I would like every line of the records below that contains the word "tight" copied.

-------- PROVIDED MATERIAL --------

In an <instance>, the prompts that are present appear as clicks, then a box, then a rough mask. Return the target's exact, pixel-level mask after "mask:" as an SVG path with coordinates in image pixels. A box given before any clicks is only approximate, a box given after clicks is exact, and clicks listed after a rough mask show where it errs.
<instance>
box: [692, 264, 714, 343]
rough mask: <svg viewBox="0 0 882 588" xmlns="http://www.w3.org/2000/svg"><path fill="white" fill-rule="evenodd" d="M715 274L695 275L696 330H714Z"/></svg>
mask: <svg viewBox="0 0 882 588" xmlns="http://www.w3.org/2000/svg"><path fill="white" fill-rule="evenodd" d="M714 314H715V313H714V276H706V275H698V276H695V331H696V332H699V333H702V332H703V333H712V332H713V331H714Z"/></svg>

--------
-------- PROVIDED MATERIAL --------

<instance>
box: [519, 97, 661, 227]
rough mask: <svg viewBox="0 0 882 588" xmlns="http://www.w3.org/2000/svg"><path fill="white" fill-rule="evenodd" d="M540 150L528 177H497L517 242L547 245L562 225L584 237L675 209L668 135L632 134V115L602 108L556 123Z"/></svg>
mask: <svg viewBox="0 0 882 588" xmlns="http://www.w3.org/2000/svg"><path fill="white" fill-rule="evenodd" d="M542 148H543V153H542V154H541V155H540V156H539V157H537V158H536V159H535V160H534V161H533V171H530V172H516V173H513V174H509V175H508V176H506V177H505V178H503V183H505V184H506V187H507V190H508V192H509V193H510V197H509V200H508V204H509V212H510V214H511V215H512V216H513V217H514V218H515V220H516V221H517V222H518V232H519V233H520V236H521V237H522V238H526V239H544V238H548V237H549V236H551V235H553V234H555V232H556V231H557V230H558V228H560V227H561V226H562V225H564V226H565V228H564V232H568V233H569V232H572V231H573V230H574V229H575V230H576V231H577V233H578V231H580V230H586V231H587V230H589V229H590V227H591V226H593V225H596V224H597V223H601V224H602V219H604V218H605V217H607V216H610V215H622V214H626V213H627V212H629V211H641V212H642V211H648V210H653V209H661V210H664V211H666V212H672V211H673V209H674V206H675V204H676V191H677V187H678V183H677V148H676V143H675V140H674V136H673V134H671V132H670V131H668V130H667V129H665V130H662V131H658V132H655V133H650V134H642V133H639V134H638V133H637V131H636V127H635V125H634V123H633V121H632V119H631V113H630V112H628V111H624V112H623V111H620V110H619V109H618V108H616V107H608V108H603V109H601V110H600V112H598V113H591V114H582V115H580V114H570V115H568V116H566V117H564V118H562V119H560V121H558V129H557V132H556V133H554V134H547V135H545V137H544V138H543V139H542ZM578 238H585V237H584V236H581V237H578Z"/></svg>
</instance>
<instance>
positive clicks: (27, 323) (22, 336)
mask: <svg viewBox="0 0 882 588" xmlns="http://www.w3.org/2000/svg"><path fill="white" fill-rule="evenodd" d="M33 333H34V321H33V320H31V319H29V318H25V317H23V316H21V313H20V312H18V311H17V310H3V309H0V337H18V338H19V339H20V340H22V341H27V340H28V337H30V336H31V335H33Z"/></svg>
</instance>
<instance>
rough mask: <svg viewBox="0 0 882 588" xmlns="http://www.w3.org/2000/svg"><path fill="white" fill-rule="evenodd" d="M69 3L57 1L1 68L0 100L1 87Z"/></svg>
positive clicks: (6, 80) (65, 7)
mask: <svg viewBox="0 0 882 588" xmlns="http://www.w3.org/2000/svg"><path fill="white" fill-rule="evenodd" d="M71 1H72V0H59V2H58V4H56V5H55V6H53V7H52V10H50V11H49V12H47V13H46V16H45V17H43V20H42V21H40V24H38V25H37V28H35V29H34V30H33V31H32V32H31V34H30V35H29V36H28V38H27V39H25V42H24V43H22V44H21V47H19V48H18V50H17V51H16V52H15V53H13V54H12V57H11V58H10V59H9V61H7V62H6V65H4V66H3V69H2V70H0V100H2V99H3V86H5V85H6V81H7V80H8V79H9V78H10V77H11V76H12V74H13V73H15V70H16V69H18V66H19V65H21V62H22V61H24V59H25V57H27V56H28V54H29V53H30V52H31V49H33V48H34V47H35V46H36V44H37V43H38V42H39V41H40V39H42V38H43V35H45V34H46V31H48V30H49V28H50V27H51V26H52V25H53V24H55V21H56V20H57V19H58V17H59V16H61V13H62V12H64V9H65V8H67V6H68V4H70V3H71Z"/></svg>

--------
-------- PROVIDED MATERIAL --------

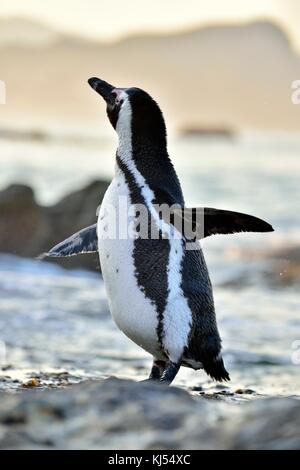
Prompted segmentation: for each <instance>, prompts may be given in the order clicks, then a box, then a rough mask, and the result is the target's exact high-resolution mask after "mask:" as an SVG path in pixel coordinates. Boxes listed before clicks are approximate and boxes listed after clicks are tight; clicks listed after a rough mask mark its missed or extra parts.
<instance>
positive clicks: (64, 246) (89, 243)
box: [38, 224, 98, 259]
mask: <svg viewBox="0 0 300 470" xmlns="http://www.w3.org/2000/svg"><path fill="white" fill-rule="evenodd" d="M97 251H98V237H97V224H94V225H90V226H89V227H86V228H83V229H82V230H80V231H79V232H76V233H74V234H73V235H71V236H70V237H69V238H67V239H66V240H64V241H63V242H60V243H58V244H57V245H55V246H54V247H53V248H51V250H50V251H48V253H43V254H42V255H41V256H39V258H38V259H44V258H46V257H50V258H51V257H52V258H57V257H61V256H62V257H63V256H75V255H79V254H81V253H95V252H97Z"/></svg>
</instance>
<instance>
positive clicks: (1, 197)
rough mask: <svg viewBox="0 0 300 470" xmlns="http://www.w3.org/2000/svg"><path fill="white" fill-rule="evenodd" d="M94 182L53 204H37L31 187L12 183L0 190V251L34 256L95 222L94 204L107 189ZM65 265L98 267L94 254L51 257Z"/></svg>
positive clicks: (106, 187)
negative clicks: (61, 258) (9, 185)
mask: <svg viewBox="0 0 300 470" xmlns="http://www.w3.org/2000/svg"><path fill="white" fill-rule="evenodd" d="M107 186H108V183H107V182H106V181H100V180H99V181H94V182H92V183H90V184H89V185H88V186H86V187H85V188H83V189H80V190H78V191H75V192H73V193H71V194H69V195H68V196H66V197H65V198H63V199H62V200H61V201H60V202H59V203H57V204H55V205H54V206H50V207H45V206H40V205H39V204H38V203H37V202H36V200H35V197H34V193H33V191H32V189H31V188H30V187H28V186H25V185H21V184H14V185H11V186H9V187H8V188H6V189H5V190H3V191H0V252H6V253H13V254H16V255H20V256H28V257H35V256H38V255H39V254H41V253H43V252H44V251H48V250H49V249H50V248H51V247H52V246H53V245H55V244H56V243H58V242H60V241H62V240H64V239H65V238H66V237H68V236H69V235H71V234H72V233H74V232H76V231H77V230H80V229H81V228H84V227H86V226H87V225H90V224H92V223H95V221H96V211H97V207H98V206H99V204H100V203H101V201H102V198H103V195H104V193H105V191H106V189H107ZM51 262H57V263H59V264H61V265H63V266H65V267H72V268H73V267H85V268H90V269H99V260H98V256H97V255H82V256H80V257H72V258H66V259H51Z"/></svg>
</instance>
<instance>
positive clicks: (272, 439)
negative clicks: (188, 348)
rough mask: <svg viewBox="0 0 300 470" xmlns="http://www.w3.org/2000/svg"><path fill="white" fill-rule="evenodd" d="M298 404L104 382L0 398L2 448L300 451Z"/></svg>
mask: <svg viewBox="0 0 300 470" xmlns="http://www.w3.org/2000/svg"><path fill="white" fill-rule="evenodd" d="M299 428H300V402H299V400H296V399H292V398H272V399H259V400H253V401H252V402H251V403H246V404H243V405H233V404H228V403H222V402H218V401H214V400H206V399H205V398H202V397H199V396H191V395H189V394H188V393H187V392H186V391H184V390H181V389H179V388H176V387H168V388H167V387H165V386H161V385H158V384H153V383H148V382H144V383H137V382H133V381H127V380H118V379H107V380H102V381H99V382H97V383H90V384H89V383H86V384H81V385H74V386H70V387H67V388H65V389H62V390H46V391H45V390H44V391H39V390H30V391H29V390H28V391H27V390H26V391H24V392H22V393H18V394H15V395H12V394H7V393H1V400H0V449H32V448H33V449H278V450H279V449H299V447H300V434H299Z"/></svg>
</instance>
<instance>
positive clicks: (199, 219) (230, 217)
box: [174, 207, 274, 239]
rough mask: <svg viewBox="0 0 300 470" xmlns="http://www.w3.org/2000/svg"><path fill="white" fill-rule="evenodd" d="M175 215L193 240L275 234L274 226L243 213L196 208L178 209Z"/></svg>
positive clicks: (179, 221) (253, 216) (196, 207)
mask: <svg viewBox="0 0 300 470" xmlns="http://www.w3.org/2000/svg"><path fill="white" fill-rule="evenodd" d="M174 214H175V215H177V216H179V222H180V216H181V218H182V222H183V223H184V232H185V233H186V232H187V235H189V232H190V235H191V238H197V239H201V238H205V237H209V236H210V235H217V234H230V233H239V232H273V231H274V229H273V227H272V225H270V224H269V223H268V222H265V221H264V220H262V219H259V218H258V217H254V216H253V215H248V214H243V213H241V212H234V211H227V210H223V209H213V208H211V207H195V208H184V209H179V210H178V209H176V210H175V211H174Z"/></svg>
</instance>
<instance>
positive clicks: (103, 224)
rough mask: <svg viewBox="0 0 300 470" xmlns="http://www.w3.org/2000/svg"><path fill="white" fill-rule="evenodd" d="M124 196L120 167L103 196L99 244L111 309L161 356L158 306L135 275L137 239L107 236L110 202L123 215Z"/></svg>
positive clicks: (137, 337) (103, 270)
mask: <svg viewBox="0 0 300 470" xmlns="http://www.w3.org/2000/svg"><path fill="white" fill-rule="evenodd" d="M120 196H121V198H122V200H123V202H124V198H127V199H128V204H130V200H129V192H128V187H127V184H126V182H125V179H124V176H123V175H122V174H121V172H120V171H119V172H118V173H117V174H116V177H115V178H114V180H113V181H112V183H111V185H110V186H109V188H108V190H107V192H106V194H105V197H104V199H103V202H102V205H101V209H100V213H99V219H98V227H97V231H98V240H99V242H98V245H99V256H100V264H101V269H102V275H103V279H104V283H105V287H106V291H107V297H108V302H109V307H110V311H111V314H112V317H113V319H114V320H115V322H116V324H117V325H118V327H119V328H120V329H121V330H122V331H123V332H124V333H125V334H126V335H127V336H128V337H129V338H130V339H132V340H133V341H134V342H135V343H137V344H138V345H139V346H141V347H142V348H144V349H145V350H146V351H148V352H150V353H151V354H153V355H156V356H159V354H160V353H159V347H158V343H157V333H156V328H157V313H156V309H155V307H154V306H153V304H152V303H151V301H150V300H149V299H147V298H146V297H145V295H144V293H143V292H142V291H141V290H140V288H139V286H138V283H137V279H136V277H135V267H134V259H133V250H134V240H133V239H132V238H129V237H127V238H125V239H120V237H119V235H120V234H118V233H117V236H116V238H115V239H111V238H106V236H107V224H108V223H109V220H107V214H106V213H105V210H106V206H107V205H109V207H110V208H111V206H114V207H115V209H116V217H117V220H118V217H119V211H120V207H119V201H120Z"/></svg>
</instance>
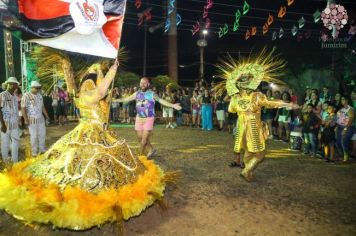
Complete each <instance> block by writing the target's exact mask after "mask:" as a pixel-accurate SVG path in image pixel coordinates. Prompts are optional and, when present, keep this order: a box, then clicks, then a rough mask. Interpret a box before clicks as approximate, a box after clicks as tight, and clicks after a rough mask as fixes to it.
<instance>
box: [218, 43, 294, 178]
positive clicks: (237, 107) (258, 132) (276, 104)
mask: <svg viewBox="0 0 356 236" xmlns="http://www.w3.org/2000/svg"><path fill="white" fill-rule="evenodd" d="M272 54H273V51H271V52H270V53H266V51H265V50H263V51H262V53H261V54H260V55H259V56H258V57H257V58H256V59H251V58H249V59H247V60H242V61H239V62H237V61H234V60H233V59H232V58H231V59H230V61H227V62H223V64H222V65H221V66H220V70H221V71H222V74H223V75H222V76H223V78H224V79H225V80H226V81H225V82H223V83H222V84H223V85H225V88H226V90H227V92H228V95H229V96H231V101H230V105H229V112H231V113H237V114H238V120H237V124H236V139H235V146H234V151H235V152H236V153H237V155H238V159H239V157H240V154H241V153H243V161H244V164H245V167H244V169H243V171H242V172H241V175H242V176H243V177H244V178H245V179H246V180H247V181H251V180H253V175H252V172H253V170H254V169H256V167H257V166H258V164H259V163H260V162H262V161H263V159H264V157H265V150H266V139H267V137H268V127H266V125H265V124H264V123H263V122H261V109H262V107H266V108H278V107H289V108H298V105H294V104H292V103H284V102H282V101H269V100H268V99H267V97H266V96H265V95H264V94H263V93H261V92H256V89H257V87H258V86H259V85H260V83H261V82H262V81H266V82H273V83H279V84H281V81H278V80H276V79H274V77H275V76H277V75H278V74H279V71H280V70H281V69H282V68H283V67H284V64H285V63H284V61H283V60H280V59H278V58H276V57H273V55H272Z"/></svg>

--------

▶ **RESPONSE FOR THIS EXERCISE**:
Prompted segmentation: for each <instance>, prompts may be given in the order clicks, then a box, then a rough mask, and the result is the target's exact high-resolution mask after "mask:" as an SVG path in pixel coordinates. Boxes listed before clicks are approximate and boxes listed after clicks are tight; clicks listed after a rough mask mark its missed or extra parts.
Complete each <instance> block by writing the target's exact mask after "mask:" as a pixel-accurate SVG path in image pixel coordinates. Prompts are optional and, when present, keep this order: a box, then clicks, then a rough mask. Interpret a box before clicks as approximate, a box after clicks as tight, and clicks after a rough mask as fixes to it.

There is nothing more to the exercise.